Challenge
Copy every one of the records below word for word, changing nothing.

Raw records
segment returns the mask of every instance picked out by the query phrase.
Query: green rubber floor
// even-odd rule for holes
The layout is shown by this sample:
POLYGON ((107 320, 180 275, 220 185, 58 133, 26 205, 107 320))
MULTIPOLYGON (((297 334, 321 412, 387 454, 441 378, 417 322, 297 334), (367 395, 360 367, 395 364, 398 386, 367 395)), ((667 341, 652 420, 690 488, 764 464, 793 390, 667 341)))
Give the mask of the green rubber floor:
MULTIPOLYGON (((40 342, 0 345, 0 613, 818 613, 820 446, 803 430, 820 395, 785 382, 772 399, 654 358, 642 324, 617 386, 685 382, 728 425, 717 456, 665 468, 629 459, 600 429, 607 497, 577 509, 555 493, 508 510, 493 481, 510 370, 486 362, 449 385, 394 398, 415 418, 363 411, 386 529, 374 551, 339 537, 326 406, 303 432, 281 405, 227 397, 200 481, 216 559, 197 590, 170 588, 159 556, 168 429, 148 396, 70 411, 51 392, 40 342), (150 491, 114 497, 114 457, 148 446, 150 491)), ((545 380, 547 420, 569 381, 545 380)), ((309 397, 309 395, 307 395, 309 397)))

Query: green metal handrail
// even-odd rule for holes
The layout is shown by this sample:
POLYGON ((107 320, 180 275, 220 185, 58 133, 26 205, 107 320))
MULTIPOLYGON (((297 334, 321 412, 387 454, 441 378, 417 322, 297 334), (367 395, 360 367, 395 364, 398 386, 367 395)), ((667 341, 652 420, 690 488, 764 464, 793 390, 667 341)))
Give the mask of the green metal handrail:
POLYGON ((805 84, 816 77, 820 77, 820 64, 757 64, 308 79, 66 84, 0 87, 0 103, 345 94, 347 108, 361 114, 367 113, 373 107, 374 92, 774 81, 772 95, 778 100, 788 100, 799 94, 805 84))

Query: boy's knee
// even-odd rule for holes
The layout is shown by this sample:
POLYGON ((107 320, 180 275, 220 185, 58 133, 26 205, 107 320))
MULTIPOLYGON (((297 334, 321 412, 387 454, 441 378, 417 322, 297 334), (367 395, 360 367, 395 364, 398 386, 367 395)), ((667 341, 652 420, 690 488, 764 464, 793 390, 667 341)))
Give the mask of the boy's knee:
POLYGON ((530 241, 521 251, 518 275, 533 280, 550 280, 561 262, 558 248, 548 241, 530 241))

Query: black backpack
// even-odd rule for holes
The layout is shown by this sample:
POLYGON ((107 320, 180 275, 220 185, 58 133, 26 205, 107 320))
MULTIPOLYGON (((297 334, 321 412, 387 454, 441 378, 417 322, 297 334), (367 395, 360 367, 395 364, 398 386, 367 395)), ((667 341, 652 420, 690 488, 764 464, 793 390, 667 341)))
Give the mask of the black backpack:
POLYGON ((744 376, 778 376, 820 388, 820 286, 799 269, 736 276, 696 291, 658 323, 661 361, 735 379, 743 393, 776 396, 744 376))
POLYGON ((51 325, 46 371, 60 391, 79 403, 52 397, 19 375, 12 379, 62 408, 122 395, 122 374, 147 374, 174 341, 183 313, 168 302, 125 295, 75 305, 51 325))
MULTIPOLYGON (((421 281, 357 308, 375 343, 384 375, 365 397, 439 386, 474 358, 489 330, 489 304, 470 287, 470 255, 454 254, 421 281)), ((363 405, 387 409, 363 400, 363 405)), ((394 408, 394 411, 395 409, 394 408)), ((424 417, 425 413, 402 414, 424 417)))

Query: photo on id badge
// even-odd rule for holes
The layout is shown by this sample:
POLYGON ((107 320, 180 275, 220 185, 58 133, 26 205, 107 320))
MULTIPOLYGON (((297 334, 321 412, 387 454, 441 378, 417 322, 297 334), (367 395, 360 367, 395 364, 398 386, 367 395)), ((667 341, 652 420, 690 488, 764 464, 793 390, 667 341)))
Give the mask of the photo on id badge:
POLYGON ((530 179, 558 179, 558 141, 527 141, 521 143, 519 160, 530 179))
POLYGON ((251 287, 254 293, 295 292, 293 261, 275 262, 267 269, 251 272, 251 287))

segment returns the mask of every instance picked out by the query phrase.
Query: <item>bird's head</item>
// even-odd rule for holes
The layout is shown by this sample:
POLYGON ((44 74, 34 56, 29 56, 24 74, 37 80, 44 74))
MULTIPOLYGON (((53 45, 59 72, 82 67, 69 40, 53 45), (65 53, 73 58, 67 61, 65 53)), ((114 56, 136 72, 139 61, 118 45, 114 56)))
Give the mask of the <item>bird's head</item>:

Output of the exercise
segment returns the mask of every instance picked out by the query phrase.
Query: green rubber floor
// even-odd rule for holes
The layout is shown by this sample:
POLYGON ((107 320, 180 275, 220 185, 58 133, 26 205, 107 320))
MULTIPOLYGON (((297 334, 321 412, 387 454, 441 378, 417 322, 297 334), (367 395, 360 367, 395 364, 398 386, 367 395)), ((667 341, 652 420, 690 488, 764 464, 793 390, 667 341)))
Give the mask of the green rubber floor:
MULTIPOLYGON (((40 342, 0 345, 0 613, 818 613, 820 446, 803 430, 820 395, 785 382, 772 399, 654 358, 642 324, 617 386, 685 382, 728 425, 717 456, 665 468, 629 459, 600 429, 607 497, 577 509, 555 493, 508 510, 493 481, 510 370, 486 362, 449 385, 394 398, 415 418, 363 411, 386 529, 374 551, 339 537, 326 406, 303 432, 281 405, 227 397, 200 481, 216 559, 197 590, 170 588, 159 556, 168 429, 148 396, 70 411, 51 392, 40 342), (150 491, 114 497, 114 457, 148 446, 150 491)), ((545 380, 547 420, 569 381, 545 380)), ((309 397, 309 395, 307 395, 309 397)))

Query: green metal handrail
// even-odd rule for holes
The layout is shown by this sample:
POLYGON ((107 320, 180 275, 220 185, 58 133, 26 205, 107 320))
MULTIPOLYGON (((297 334, 321 412, 387 454, 441 378, 417 322, 297 334), (367 395, 360 367, 395 364, 398 386, 367 395)), ((667 341, 652 420, 690 488, 764 464, 793 390, 667 341)))
Give the mask of the green metal handrail:
POLYGON ((805 84, 816 77, 820 77, 820 64, 757 64, 308 79, 66 84, 0 87, 0 103, 345 94, 347 108, 361 114, 367 113, 373 107, 374 92, 774 81, 772 95, 778 100, 788 100, 799 94, 805 84))

Query: boy's knee
// even-odd rule for holes
The layout is shown by this sample:
POLYGON ((107 320, 180 275, 220 185, 58 133, 26 205, 107 320))
MULTIPOLYGON (((297 334, 321 412, 387 454, 441 378, 417 322, 297 334), (367 395, 360 367, 395 364, 398 386, 367 395)), ((667 341, 652 420, 690 488, 764 464, 793 390, 667 341)))
Give the mask of the boy's knee:
POLYGON ((530 241, 521 251, 518 275, 533 280, 550 280, 561 262, 558 248, 548 241, 530 241))

Query: black backpack
// even-odd rule for holes
The layout is shown by this sample:
POLYGON ((107 320, 180 275, 220 185, 58 133, 26 205, 107 320))
MULTIPOLYGON (((297 334, 321 412, 387 454, 441 378, 417 322, 297 334), (367 395, 360 367, 395 364, 398 386, 367 395)), ((667 341, 652 420, 690 488, 764 464, 793 390, 667 341)))
Give the mask of the black backpack:
POLYGON ((744 376, 778 376, 820 388, 820 286, 799 269, 736 276, 696 291, 658 323, 661 361, 735 379, 743 393, 776 396, 744 376))
POLYGON ((51 325, 46 371, 60 391, 79 403, 52 397, 19 375, 12 379, 62 408, 122 395, 122 374, 147 374, 174 341, 183 313, 168 302, 125 295, 75 305, 51 325))
MULTIPOLYGON (((421 281, 357 308, 375 343, 384 375, 365 397, 439 386, 474 358, 489 330, 489 304, 470 287, 470 255, 454 254, 421 281)), ((363 405, 387 409, 363 400, 363 405)), ((394 408, 394 411, 395 409, 394 408)), ((424 417, 425 413, 402 414, 424 417)))

Query: photo on id badge
// even-odd rule for holes
The layout is shown by this sample:
POLYGON ((107 320, 180 275, 220 185, 58 133, 26 205, 107 320))
MULTIPOLYGON (((297 334, 321 412, 387 454, 441 378, 417 322, 297 334), (367 395, 360 367, 395 364, 398 386, 367 395)), ((667 341, 652 420, 690 488, 764 464, 793 390, 667 341)))
Give the mask of the photo on id badge:
POLYGON ((530 179, 558 179, 558 141, 527 141, 521 143, 519 160, 530 179))
POLYGON ((251 287, 254 293, 295 292, 293 261, 275 262, 267 269, 251 272, 251 287))

segment returns the mask of every instance picked out by the query phrase.
Query: <item>bird's head</item>
// even-odd rule for holes
The layout is shown by this sample:
POLYGON ((44 74, 34 56, 29 56, 24 74, 37 80, 44 74))
MULTIPOLYGON (((53 45, 59 72, 82 67, 69 40, 53 45), (65 53, 73 58, 67 61, 65 53)), ((114 56, 136 72, 139 61, 118 45, 114 56)))
Give the mask of the <item>bird's head</item>:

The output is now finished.